■ **To do**
Transcribe precisely those lines of the listing that fall between the line containing "[tag] grass patch: a pin per instance" and the last line, inclusive of both.

Pointing and labeling entries:
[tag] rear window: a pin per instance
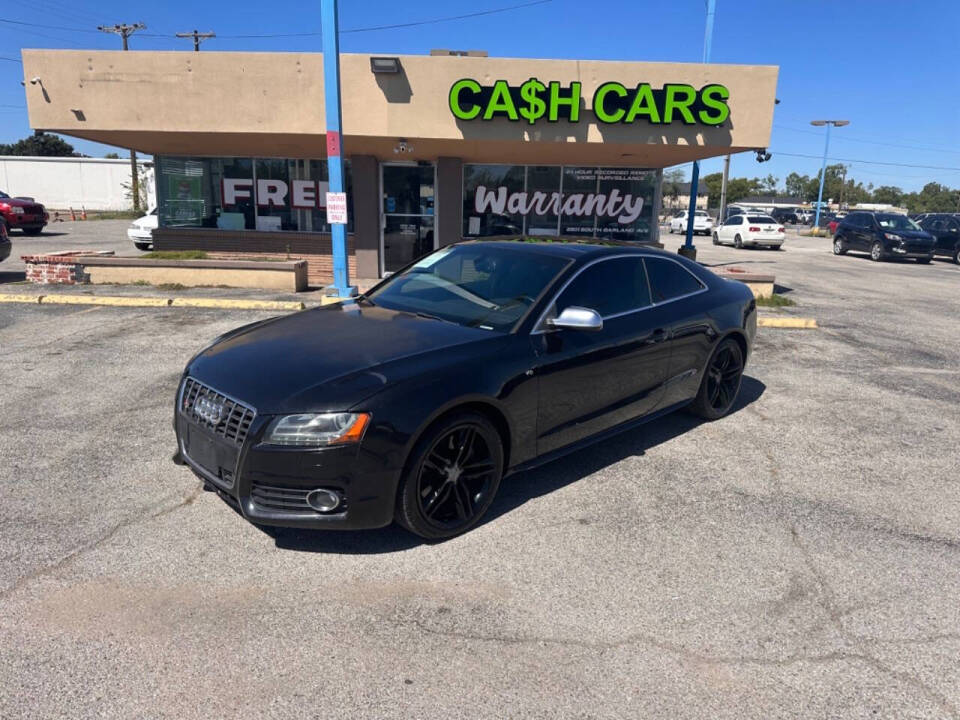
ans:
(669, 279)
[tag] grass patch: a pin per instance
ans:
(175, 255)
(775, 301)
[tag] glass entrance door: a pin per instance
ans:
(407, 210)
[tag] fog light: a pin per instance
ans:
(323, 500)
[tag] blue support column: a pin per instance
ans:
(823, 173)
(331, 92)
(688, 250)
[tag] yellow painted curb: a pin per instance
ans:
(104, 300)
(237, 304)
(794, 323)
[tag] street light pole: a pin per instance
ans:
(823, 166)
(687, 249)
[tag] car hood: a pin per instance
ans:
(332, 357)
(911, 234)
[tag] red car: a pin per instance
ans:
(23, 214)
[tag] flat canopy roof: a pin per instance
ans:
(272, 105)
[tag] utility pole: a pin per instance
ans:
(198, 38)
(331, 92)
(823, 167)
(125, 31)
(723, 188)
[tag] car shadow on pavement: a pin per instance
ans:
(516, 489)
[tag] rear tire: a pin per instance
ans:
(451, 476)
(720, 385)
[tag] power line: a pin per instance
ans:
(395, 26)
(872, 162)
(847, 138)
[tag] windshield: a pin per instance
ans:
(478, 285)
(896, 222)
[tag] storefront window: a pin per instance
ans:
(513, 200)
(246, 193)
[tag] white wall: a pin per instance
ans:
(64, 182)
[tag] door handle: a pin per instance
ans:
(657, 336)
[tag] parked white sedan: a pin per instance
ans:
(141, 230)
(702, 223)
(750, 231)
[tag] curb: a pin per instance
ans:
(121, 301)
(791, 323)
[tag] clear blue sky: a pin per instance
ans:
(889, 66)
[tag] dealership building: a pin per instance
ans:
(438, 148)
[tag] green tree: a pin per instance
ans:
(41, 145)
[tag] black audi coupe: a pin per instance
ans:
(477, 361)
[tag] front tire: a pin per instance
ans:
(451, 477)
(721, 382)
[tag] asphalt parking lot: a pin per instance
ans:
(797, 559)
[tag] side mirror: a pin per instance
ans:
(577, 318)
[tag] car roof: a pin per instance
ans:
(573, 249)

■ **Final result**
[tag] grass patch: a pin per instance
ans:
(175, 255)
(775, 301)
[tag] glass entrance door: a pin per instance
ans:
(407, 210)
[tag] fog light: a pin per instance
ans:
(323, 500)
[tag] blue support column: a pin per instance
ans:
(823, 173)
(331, 92)
(688, 250)
[tag] yellow painted curb: a pin per instance
ans:
(104, 300)
(237, 304)
(794, 323)
[tag] street light pole: a pin per instance
ans:
(823, 166)
(687, 249)
[tag] car hood: a pin per instance
ans:
(332, 357)
(911, 234)
[tag] red car: a pin per instance
ans:
(23, 214)
[tag] flat canopy roof: a pin per instance
ans:
(272, 105)
[tag] utility pole: a pin per instance
ans:
(198, 38)
(331, 92)
(823, 167)
(125, 31)
(723, 188)
[tag] car shadow on pavement: a pin per instance
ans:
(516, 489)
[tag] rear tire: a pin per instance
ans:
(451, 476)
(720, 385)
[tag] power line: a pin per instance
ans:
(395, 26)
(872, 162)
(847, 138)
[tag] windshield: a pin per instance
ans:
(478, 285)
(896, 222)
[tag] storefront window: a pin per instance
ans:
(513, 200)
(246, 193)
[tag] white wall: a pin per instance
ans:
(64, 182)
[tag] door handle: a pin per instance
ans:
(657, 336)
[tag] parked white sedan: a pin per instance
ans:
(141, 230)
(702, 223)
(750, 231)
[tag] curb: a pin per instance
ans:
(121, 301)
(791, 323)
[tag] clear blue sky: a pin per instance
ans:
(889, 66)
[tag] dealership building: a pin per instance
ans:
(438, 148)
[tag] green tree: a pin per instance
ans:
(41, 145)
[tag] black audi coupe: a pin per instance
ans:
(477, 361)
[tag] front tire: a pin per instance
ans:
(451, 477)
(721, 382)
[tag] asphalt parking lot: a pin per instance
ans:
(797, 559)
[tag] side mirror: a pin per instance
ans:
(577, 318)
[tag] car roof: a pin per instance
ans:
(573, 249)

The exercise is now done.